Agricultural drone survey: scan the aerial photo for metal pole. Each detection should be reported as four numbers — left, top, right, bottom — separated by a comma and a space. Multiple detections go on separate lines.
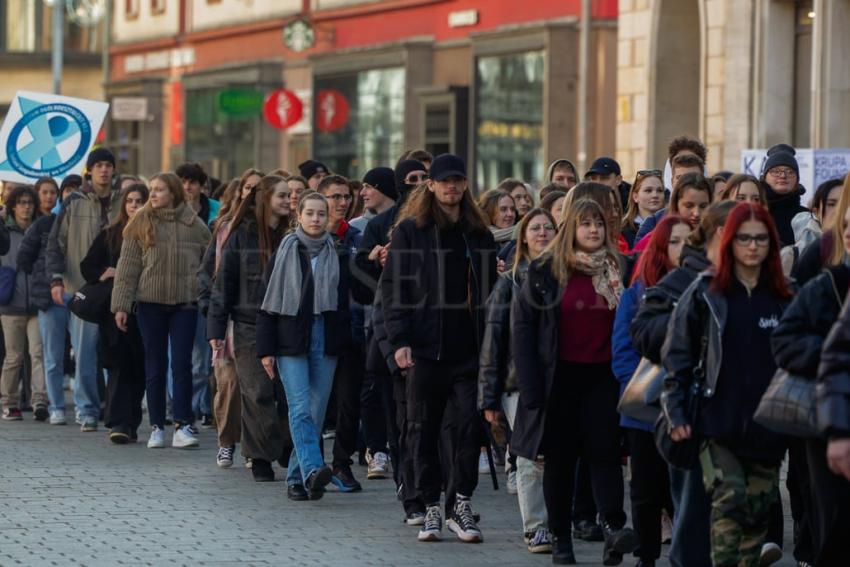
102, 0, 112, 88
51, 0, 64, 94
577, 0, 591, 174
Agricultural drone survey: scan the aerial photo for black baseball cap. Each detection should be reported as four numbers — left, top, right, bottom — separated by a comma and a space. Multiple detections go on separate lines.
429, 154, 466, 181
586, 157, 621, 177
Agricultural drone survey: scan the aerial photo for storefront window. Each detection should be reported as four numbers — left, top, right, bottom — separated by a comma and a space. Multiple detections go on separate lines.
0, 2, 103, 53
185, 87, 259, 181
313, 67, 405, 178
475, 51, 544, 191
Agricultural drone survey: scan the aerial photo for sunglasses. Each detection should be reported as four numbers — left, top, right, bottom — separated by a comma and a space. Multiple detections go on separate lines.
405, 174, 429, 183
636, 169, 662, 179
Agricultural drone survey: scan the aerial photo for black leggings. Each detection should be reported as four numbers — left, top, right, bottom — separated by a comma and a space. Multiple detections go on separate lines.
543, 361, 626, 538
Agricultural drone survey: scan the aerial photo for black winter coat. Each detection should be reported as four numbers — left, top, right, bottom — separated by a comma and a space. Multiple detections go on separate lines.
207, 222, 269, 339
765, 184, 808, 247
817, 289, 850, 438
352, 203, 403, 306
380, 218, 498, 361
16, 214, 55, 311
478, 263, 526, 411
255, 242, 352, 358
773, 265, 849, 378
792, 233, 832, 287
630, 245, 709, 363
510, 258, 563, 460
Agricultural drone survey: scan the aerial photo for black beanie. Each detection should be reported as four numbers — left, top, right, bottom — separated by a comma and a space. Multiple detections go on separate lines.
767, 143, 796, 157
298, 159, 328, 180
363, 167, 398, 201
394, 159, 426, 191
762, 151, 799, 178
86, 147, 115, 170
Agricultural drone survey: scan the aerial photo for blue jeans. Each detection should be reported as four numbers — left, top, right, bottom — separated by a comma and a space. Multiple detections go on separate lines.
38, 303, 70, 412
669, 463, 712, 567
69, 311, 100, 420
191, 312, 212, 416
136, 302, 198, 428
277, 316, 337, 486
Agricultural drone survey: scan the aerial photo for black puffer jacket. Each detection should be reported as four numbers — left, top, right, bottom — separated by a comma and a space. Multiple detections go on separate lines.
207, 222, 270, 339
478, 263, 527, 411
773, 265, 849, 377
630, 245, 709, 363
510, 257, 562, 460
817, 290, 850, 438
16, 214, 55, 311
380, 218, 498, 360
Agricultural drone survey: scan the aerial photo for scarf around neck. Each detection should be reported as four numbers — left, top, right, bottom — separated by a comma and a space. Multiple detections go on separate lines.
490, 225, 516, 244
573, 249, 622, 309
261, 227, 339, 317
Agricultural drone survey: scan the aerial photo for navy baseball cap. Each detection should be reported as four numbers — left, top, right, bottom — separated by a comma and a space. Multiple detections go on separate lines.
586, 157, 621, 177
429, 154, 467, 181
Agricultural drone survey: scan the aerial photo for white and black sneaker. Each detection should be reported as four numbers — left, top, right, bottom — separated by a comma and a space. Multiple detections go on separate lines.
405, 511, 426, 526
417, 505, 442, 542
447, 499, 483, 543
527, 527, 552, 554
216, 445, 235, 468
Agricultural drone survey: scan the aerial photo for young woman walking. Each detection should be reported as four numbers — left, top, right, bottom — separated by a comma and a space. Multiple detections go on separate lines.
478, 189, 518, 245
662, 202, 792, 567
257, 192, 351, 500
621, 170, 665, 248
111, 173, 211, 449
80, 184, 149, 443
513, 199, 637, 565
208, 175, 291, 482
479, 207, 557, 554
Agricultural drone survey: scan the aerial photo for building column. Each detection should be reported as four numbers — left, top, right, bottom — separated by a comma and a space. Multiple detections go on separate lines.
812, 0, 850, 148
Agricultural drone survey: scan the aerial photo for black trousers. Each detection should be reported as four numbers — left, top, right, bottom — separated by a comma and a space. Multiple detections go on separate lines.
103, 317, 146, 431
406, 356, 481, 507
628, 428, 673, 561
787, 439, 814, 563
543, 361, 627, 538
331, 348, 365, 469
805, 438, 850, 567
360, 371, 391, 454
392, 372, 423, 515
574, 459, 599, 524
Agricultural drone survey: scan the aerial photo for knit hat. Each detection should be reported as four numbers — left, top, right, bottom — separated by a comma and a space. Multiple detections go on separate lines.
762, 150, 799, 178
363, 167, 398, 201
86, 147, 115, 170
59, 174, 82, 193
394, 159, 427, 191
298, 159, 328, 180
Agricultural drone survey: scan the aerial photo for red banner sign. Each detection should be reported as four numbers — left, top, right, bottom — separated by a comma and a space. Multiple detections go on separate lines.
316, 89, 350, 132
263, 89, 303, 130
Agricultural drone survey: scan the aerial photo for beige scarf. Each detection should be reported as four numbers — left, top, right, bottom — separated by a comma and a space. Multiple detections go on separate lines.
573, 250, 622, 309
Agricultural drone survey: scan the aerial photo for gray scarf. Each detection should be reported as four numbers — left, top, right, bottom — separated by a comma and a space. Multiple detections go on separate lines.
261, 227, 339, 316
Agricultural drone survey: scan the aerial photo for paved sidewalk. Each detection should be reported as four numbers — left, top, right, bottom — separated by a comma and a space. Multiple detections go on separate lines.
0, 413, 798, 566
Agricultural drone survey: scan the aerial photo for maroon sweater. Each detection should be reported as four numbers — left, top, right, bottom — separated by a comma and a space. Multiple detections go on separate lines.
558, 273, 615, 363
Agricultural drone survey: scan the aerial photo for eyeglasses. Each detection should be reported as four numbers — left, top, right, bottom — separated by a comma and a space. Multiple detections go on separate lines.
16, 200, 33, 206
528, 223, 556, 232
734, 233, 770, 246
636, 169, 662, 178
327, 194, 353, 202
405, 174, 429, 183
768, 168, 796, 178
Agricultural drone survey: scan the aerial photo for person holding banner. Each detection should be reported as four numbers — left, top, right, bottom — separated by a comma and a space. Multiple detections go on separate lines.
46, 148, 122, 432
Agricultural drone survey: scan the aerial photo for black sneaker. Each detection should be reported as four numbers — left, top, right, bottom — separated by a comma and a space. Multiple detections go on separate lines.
446, 499, 482, 543
574, 519, 604, 542
251, 459, 275, 482
331, 466, 362, 492
109, 425, 131, 444
287, 484, 309, 501
2, 408, 22, 421
34, 406, 49, 422
200, 414, 214, 429
552, 535, 577, 565
418, 505, 442, 542
130, 429, 138, 442
602, 522, 638, 566
405, 511, 426, 526
305, 465, 332, 500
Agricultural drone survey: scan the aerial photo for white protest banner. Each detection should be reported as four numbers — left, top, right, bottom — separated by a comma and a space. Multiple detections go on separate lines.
0, 91, 109, 184
741, 148, 850, 206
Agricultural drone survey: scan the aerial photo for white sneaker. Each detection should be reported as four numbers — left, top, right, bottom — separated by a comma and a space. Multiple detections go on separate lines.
760, 542, 783, 566
147, 426, 165, 449
478, 451, 490, 474
506, 469, 518, 495
367, 451, 389, 479
49, 410, 67, 425
172, 425, 199, 449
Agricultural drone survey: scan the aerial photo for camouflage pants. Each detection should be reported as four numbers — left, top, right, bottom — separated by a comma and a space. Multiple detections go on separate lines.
700, 440, 779, 567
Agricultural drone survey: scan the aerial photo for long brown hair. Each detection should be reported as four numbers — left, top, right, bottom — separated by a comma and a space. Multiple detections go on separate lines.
565, 182, 623, 239
622, 170, 663, 233
512, 207, 557, 277
477, 189, 515, 227
216, 168, 265, 231
828, 173, 850, 265
396, 182, 490, 234
123, 173, 185, 248
540, 199, 619, 286
718, 173, 766, 204
106, 184, 149, 255
228, 175, 289, 271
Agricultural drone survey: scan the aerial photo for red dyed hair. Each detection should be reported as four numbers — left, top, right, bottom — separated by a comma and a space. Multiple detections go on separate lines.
711, 203, 792, 298
631, 215, 690, 287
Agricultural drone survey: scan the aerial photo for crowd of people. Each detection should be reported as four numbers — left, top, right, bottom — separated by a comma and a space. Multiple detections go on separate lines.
0, 136, 849, 567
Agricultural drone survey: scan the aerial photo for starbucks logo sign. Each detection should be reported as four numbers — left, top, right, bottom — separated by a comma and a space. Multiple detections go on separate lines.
283, 19, 315, 53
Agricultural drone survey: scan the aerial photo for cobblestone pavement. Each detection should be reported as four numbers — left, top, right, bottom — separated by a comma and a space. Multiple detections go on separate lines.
0, 409, 798, 567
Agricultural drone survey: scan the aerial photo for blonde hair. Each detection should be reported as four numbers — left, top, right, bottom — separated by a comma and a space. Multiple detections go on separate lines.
540, 198, 619, 286
123, 172, 186, 248
829, 173, 850, 265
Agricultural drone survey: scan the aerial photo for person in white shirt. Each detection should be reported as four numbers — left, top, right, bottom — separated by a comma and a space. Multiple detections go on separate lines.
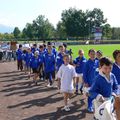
57, 54, 76, 112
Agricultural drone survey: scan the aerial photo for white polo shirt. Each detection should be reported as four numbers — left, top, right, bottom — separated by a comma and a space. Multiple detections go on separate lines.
57, 64, 76, 92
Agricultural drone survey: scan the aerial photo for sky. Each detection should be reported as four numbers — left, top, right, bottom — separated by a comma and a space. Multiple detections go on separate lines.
0, 0, 120, 30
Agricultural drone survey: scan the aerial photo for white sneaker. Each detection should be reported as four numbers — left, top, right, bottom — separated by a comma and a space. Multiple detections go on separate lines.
47, 84, 51, 87
47, 84, 53, 88
63, 106, 70, 112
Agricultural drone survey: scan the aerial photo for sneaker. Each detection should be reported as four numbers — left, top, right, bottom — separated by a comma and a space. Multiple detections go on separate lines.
80, 89, 83, 94
63, 106, 70, 112
74, 90, 79, 95
87, 107, 94, 113
47, 84, 50, 87
47, 84, 53, 88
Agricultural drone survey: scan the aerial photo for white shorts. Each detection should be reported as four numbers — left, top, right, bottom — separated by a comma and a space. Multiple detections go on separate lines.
76, 73, 83, 83
76, 73, 83, 77
61, 89, 73, 93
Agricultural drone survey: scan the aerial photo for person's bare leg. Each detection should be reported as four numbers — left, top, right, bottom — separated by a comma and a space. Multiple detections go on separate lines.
75, 77, 79, 94
114, 96, 120, 120
64, 93, 69, 106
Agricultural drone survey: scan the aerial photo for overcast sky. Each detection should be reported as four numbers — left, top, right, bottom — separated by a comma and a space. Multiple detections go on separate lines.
0, 0, 120, 29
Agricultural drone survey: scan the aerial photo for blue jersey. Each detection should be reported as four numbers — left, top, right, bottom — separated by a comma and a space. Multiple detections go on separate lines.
73, 56, 87, 74
112, 63, 120, 85
45, 48, 57, 57
16, 49, 23, 60
25, 52, 33, 67
30, 56, 42, 69
43, 53, 55, 73
52, 48, 57, 58
56, 52, 64, 71
83, 59, 99, 86
89, 73, 118, 99
31, 47, 39, 53
38, 51, 44, 63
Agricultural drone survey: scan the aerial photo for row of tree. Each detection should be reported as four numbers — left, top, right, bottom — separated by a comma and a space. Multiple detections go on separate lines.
0, 8, 120, 41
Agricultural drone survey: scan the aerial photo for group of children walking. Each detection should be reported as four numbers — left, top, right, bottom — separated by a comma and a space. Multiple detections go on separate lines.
16, 42, 120, 119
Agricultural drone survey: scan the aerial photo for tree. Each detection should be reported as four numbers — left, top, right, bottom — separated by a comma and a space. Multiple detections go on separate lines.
111, 27, 120, 39
32, 15, 55, 39
86, 8, 107, 28
13, 27, 21, 39
61, 8, 87, 37
23, 23, 34, 39
56, 21, 67, 38
102, 24, 112, 39
60, 8, 107, 38
22, 15, 55, 40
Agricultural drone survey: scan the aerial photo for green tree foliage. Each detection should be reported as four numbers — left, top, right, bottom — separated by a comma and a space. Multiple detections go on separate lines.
87, 8, 107, 27
23, 23, 34, 39
60, 8, 107, 38
13, 27, 21, 38
56, 21, 67, 38
22, 15, 55, 40
102, 24, 112, 38
0, 33, 14, 40
61, 8, 88, 37
111, 27, 120, 39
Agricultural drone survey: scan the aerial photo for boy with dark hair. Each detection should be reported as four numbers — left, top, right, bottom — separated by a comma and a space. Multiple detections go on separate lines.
16, 44, 23, 71
112, 50, 120, 95
25, 47, 33, 79
63, 43, 69, 54
89, 57, 118, 119
38, 45, 44, 80
56, 45, 65, 71
96, 50, 103, 60
30, 51, 42, 85
31, 44, 38, 53
43, 44, 56, 87
22, 49, 27, 73
95, 50, 103, 76
83, 49, 99, 112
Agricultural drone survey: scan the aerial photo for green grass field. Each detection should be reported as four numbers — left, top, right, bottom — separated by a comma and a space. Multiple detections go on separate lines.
67, 44, 120, 60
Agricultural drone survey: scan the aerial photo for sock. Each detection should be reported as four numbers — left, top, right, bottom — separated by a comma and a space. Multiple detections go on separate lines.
76, 84, 78, 91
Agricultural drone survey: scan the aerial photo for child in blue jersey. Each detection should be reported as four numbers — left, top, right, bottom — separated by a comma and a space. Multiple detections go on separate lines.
56, 45, 65, 71
89, 57, 118, 115
83, 49, 98, 112
30, 51, 42, 85
31, 44, 38, 53
52, 45, 57, 58
43, 44, 47, 54
63, 43, 73, 64
16, 44, 23, 71
73, 49, 87, 94
95, 50, 103, 76
22, 49, 27, 74
56, 45, 65, 90
25, 47, 33, 79
112, 50, 120, 95
43, 43, 56, 87
38, 45, 45, 80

....................

**WORK TASK**
Repeat the lines from the one containing "Agricultural drone survey: scan the aerial photo for child" through the end of the listing, exactly and without any other lines; both ends are included.

**ANSWER TO THIS EXERCISE**
Agricultural drone survey: scan the aerial photo for child in blue jersey. Each detection should be reported as four numbers — left, top, right, bottom — separated by a comma and a space. Multiple detections go on separate lines.
56, 45, 65, 71
89, 57, 118, 115
83, 49, 98, 112
30, 51, 42, 85
31, 44, 38, 53
52, 45, 57, 58
43, 44, 47, 54
63, 43, 73, 64
16, 44, 23, 71
73, 49, 87, 94
95, 50, 103, 76
22, 49, 27, 74
56, 45, 65, 90
25, 47, 33, 79
112, 50, 120, 95
43, 43, 56, 87
38, 45, 45, 80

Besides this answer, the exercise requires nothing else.